Using the entries below, transcribe exactly the line containing "Each instance receives a single keypoint. Tag the lamp head" and each line that follows it to the end.

· · · · ·

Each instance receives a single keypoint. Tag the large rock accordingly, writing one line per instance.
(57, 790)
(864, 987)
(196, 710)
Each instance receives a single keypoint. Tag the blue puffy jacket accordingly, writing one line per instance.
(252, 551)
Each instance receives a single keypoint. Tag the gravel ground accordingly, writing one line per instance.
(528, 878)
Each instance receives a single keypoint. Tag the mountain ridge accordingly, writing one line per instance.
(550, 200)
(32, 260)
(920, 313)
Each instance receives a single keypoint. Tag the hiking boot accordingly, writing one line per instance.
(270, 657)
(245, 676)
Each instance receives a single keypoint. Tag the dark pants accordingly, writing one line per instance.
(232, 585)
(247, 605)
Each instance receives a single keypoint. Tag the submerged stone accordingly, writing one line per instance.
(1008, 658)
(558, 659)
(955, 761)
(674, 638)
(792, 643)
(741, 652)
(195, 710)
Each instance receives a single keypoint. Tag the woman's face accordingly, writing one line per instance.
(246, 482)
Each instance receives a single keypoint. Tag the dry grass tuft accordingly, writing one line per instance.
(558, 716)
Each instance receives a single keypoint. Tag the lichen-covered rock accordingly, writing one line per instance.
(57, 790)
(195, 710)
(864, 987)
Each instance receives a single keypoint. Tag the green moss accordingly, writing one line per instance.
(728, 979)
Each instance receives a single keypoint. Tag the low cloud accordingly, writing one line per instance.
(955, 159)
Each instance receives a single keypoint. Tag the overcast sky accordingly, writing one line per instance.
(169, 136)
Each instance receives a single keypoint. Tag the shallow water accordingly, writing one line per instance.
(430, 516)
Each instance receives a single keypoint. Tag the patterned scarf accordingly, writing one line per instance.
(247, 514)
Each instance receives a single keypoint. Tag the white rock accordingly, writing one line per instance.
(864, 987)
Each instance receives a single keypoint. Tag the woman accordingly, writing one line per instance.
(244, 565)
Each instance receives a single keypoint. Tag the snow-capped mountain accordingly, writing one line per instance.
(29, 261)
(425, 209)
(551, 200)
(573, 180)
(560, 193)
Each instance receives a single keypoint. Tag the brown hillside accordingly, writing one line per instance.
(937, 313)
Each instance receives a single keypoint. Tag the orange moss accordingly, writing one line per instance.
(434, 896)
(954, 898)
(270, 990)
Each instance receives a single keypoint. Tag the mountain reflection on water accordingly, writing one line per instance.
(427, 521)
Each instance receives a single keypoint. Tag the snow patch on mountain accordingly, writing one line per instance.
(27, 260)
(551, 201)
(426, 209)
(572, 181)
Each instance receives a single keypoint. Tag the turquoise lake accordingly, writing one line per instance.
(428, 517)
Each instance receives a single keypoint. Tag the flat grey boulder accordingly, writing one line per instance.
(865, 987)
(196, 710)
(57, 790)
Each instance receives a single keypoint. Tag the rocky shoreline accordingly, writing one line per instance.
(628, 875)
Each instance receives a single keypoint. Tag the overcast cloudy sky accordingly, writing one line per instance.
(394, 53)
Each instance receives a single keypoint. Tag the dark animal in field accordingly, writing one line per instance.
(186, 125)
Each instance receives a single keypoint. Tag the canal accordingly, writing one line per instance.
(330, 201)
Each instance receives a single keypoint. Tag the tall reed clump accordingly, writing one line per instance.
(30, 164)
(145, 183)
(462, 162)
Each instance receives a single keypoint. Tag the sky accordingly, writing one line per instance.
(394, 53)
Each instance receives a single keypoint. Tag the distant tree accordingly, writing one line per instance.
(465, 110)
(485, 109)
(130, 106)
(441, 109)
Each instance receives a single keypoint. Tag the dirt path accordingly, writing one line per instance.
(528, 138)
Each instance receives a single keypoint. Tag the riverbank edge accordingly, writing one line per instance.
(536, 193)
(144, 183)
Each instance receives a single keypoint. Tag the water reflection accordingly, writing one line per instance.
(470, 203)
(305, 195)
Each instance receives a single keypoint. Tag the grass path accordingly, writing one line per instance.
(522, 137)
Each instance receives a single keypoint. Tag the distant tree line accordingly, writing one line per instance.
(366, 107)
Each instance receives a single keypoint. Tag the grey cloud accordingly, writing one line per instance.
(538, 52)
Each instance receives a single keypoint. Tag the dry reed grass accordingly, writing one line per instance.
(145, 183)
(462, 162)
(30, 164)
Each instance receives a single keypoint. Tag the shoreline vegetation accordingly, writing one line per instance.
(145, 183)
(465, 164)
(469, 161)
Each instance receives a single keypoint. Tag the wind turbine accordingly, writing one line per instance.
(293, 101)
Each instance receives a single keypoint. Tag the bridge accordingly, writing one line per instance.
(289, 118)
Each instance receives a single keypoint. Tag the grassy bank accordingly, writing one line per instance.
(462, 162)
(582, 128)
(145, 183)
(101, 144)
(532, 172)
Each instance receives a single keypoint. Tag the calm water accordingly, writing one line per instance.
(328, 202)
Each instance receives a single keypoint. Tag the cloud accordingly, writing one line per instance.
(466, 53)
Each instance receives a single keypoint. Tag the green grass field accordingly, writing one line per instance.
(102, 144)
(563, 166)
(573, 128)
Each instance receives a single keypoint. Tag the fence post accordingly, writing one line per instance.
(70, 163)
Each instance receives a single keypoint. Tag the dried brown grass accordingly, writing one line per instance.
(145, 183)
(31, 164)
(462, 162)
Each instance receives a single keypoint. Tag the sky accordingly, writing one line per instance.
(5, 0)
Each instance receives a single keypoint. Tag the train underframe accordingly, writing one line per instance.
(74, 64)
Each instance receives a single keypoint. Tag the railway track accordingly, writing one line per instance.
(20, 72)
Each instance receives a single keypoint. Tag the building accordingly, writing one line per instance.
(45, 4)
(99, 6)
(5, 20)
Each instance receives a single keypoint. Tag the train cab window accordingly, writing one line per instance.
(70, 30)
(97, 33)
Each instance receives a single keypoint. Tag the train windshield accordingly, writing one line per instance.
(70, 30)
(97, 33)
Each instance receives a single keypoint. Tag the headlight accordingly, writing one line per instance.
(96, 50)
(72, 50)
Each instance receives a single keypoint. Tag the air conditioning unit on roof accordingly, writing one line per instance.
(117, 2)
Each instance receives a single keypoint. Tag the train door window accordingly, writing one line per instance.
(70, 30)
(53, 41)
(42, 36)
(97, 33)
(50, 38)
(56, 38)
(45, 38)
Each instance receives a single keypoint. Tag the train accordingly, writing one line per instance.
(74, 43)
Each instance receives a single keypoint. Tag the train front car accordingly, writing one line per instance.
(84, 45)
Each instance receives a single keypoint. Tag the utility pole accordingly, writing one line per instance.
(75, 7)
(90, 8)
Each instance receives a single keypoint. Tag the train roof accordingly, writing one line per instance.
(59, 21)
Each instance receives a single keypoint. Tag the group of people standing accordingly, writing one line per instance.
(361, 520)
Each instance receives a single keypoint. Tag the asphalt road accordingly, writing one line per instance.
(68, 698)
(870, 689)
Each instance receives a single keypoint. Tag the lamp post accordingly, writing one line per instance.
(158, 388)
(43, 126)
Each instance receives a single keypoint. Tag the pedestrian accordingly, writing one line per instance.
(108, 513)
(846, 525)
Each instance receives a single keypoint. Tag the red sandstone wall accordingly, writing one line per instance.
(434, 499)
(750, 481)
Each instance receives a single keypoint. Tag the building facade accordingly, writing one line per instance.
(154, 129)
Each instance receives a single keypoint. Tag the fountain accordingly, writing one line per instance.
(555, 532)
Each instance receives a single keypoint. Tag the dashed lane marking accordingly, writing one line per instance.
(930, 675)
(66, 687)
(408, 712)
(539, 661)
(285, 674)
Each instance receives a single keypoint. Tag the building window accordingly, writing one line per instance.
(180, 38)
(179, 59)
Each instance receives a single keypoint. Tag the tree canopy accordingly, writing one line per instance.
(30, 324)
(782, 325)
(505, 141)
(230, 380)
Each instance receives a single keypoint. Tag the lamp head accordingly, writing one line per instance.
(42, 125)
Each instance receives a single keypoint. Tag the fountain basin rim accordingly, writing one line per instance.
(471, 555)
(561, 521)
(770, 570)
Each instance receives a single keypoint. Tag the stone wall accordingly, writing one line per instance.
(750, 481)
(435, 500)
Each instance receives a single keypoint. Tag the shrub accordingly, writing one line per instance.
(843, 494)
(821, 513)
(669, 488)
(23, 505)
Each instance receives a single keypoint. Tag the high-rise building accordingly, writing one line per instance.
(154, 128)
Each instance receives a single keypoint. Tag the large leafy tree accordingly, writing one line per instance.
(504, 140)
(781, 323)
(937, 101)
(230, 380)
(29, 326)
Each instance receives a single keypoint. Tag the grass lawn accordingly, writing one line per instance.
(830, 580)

· · · · ·

-- Written solution --
Each instance receives a single keypoint. Tag the lamp head accordingly, writing one line per instance.
(42, 125)
Each instance receives a single keypoint. Tag the fountain basin rim accordingly, writing one line per instance.
(471, 555)
(561, 521)
(770, 570)
Each instance receives a single keypoint. Tag the stone wall accordingly, writing one line per instance.
(750, 481)
(435, 500)
Each instance receives a single keypoint. Tag the shrub accordingly, writing one line per instance.
(843, 494)
(821, 513)
(669, 488)
(23, 505)
Each instance receives a single keypoint. Tag the high-rise building accordingly, writing one line per instance.
(154, 128)
Each instance receives a single keypoint. Tag the large leafy tree accordingly, writing one line per instance.
(504, 140)
(781, 323)
(937, 101)
(230, 380)
(29, 326)
Each instance receives a single keypoint. Tag the grass lawn accordingly, writing one line per instance.
(830, 580)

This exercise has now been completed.